(A run of records)
━━━
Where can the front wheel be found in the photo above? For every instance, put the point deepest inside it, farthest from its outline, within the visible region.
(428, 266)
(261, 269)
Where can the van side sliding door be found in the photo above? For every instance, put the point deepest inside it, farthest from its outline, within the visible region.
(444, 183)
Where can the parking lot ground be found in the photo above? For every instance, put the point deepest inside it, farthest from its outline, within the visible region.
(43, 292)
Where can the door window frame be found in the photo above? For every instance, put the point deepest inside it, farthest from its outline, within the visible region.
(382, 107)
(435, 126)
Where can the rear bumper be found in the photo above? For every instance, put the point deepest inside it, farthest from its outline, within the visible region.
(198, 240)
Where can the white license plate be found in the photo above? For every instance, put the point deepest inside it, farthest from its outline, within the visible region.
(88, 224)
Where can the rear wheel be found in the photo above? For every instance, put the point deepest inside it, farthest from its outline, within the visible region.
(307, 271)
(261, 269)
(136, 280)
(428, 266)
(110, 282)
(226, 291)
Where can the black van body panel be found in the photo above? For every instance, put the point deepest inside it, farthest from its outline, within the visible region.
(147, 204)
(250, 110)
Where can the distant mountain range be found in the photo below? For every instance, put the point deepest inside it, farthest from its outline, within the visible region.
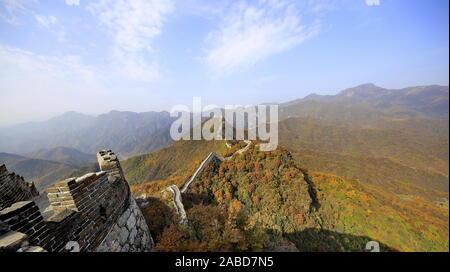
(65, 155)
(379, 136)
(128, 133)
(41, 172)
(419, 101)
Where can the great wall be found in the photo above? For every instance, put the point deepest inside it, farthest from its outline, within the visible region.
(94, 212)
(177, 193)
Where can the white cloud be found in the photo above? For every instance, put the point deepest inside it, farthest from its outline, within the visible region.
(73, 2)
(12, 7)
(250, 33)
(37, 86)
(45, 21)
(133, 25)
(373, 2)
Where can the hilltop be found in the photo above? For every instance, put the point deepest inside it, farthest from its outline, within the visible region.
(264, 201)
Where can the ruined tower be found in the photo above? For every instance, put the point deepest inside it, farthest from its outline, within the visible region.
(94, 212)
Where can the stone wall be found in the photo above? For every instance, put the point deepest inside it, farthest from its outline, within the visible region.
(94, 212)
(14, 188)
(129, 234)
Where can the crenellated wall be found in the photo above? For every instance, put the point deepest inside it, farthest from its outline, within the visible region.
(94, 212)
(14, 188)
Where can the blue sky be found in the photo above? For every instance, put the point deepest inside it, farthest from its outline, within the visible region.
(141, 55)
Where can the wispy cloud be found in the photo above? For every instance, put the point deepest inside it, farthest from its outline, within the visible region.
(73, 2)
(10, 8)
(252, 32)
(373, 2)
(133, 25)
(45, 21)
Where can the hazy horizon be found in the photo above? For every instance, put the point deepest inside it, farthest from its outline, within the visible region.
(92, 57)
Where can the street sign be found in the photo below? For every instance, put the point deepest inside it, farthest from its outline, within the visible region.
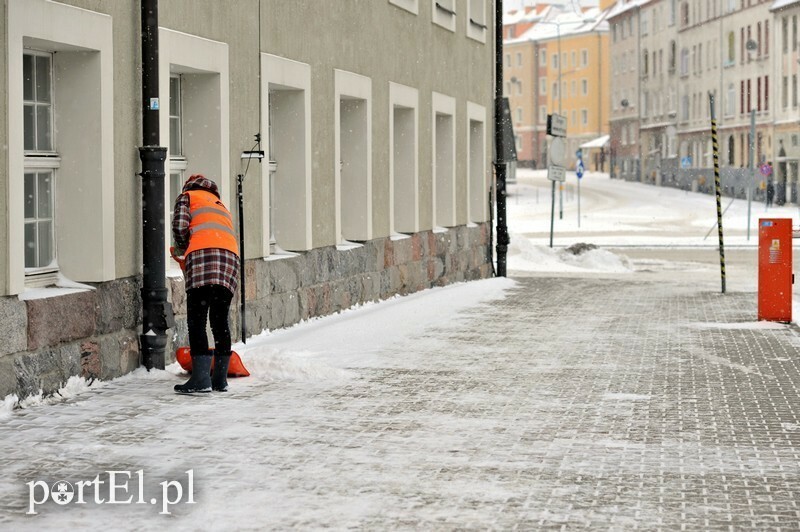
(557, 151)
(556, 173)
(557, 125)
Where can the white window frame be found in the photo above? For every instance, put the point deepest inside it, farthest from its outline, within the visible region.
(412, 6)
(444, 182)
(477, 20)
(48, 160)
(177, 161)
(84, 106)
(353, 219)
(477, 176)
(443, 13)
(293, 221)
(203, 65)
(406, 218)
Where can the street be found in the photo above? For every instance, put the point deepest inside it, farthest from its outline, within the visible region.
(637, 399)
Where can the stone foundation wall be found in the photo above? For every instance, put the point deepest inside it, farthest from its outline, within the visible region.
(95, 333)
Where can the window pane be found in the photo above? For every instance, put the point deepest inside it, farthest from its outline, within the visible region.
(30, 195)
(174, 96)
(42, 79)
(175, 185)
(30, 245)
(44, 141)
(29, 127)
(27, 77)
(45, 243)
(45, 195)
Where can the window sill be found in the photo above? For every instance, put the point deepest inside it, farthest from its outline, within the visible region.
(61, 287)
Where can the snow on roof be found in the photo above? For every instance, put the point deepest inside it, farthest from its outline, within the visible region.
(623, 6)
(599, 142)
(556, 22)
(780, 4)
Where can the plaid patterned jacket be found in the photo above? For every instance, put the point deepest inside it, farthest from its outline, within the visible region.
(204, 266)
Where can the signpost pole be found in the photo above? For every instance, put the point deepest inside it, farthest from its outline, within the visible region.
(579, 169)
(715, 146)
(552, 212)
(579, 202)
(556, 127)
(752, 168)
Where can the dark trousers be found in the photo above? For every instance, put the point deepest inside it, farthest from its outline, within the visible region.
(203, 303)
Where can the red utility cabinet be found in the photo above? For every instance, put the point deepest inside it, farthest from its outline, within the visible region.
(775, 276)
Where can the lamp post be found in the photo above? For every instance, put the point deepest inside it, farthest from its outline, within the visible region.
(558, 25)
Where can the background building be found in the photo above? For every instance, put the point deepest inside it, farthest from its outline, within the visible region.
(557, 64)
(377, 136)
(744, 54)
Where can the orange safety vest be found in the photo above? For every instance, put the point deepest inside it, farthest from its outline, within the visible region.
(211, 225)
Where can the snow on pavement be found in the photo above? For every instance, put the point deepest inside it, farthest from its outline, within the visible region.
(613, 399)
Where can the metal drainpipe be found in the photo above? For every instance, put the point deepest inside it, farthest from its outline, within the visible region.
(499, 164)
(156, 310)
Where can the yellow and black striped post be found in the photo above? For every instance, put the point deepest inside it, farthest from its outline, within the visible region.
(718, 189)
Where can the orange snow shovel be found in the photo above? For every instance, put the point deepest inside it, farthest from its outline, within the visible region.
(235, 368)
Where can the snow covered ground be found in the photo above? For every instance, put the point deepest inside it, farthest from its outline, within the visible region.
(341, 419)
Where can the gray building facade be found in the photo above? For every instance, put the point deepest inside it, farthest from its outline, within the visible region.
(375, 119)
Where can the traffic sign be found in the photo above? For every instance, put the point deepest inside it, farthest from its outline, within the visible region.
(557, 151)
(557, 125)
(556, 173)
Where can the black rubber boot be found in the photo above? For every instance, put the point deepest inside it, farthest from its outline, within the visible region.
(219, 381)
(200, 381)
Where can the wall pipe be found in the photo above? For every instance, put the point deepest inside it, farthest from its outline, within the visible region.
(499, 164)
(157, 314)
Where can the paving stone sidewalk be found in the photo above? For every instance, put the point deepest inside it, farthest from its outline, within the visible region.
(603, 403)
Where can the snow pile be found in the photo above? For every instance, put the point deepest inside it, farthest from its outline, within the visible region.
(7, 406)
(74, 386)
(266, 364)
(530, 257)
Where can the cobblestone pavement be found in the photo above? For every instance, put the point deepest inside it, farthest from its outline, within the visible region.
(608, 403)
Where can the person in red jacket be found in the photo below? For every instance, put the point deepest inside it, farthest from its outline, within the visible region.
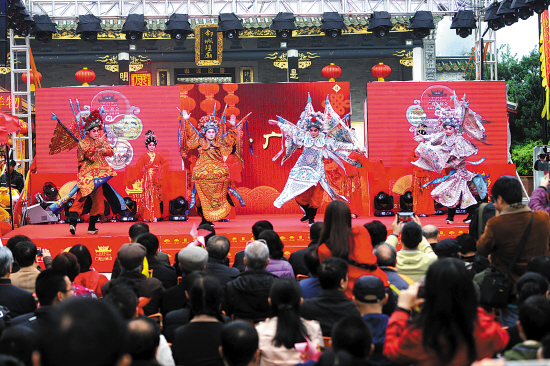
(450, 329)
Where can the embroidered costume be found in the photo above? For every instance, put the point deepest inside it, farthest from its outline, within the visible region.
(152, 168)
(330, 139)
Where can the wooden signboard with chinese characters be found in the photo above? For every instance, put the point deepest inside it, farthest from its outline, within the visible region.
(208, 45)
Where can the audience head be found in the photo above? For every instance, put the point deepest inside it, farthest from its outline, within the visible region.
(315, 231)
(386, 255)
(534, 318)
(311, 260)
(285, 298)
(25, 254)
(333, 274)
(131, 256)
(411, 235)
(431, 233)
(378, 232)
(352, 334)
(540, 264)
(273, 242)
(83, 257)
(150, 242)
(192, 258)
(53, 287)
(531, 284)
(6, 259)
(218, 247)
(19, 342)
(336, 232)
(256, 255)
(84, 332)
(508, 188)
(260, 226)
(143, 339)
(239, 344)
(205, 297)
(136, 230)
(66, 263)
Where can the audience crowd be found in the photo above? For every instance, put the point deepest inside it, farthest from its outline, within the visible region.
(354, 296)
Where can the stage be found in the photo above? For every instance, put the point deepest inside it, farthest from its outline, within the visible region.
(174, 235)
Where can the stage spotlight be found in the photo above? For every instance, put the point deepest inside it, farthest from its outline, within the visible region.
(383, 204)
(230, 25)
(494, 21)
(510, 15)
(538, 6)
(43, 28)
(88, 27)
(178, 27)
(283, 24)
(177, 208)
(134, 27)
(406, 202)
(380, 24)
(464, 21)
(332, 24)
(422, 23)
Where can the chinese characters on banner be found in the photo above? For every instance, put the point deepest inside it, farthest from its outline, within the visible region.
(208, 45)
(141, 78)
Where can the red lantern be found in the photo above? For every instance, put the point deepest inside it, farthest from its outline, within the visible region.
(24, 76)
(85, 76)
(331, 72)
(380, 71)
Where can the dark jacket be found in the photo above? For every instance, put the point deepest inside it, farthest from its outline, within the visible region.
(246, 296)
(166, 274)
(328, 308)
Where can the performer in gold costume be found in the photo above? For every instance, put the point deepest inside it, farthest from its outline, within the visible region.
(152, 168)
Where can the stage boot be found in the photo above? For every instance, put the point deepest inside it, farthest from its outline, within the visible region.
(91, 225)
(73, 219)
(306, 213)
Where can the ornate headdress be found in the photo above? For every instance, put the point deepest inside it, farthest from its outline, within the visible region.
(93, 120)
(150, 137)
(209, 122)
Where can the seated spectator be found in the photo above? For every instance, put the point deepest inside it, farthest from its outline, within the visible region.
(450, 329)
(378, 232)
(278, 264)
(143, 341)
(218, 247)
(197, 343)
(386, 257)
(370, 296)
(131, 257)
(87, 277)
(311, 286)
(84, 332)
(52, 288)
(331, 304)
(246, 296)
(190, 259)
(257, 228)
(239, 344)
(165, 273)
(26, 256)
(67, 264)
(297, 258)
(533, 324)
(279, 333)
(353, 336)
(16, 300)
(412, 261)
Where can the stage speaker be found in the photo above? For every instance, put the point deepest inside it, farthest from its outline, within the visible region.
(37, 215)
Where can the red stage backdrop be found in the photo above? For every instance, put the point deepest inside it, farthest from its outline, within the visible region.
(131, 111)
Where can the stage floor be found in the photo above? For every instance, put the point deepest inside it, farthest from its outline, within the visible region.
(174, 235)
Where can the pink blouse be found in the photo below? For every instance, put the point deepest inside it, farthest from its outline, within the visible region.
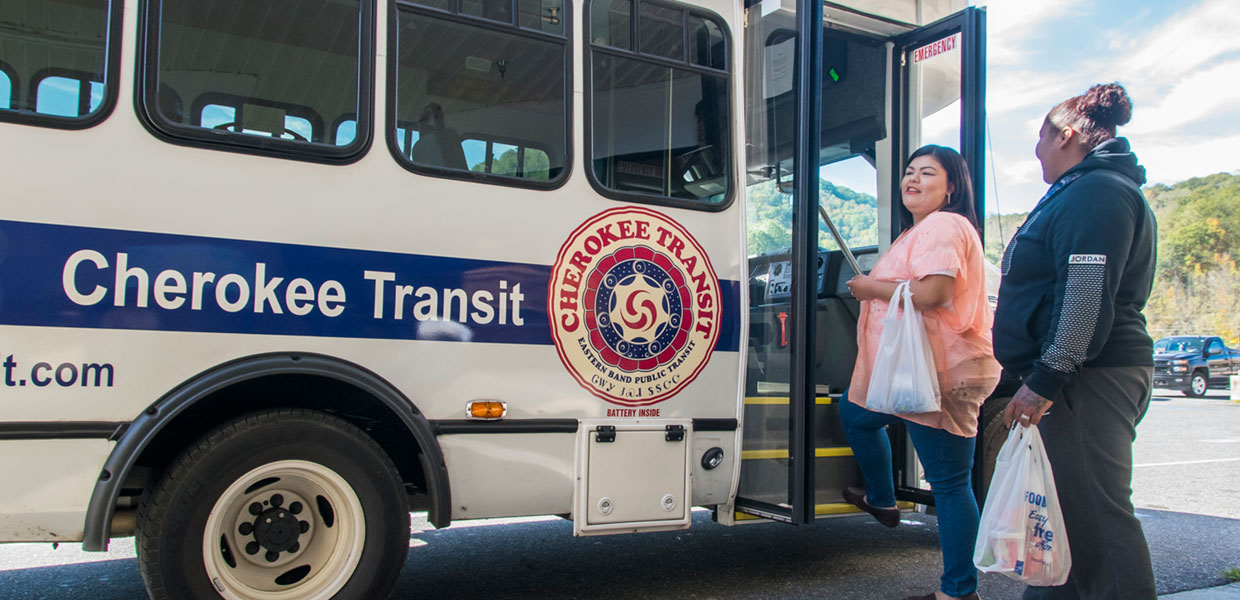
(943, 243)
━━━
*Written task*:
Retype, word for word, the lines from the one with "Where can the ornate" through the last line of the entries above, and only those lines. Leave pictures out.

*Result*:
Where can the ornate headdress be found in the photo above? For every instance, put the point deepest inside it, farthest from its outline, within the visible region.
(93, 120)
(150, 137)
(209, 122)
Where can the seated spectator be found in the photo above? For every instance, put the point deepest inside it, farthest from its outline, within the visible region.
(450, 329)
(378, 232)
(278, 264)
(143, 341)
(218, 247)
(197, 343)
(386, 257)
(370, 296)
(131, 257)
(87, 277)
(311, 286)
(84, 332)
(52, 288)
(331, 304)
(246, 296)
(190, 259)
(257, 228)
(239, 344)
(165, 273)
(26, 256)
(67, 264)
(297, 258)
(533, 324)
(279, 333)
(353, 336)
(16, 300)
(412, 261)
Where can the stage speaker be found in the photo above? For every instance, put the point deepest inside it, farthest from its outline, within the visible region.
(37, 215)
Where can the red stage backdrop be found in the photo above? For every instance, put the point deepest inside it, farthest from its outline, within the visible region.
(131, 111)
Where can the stage floor be found in the photo above? For every instance, put the point deepest inside it, farthest from its outline, within the visible region.
(174, 235)
Where can the pink blouse be found in the photo below? For every instance, put the point deepest inside it, farthest from its outline, within the visible region.
(943, 243)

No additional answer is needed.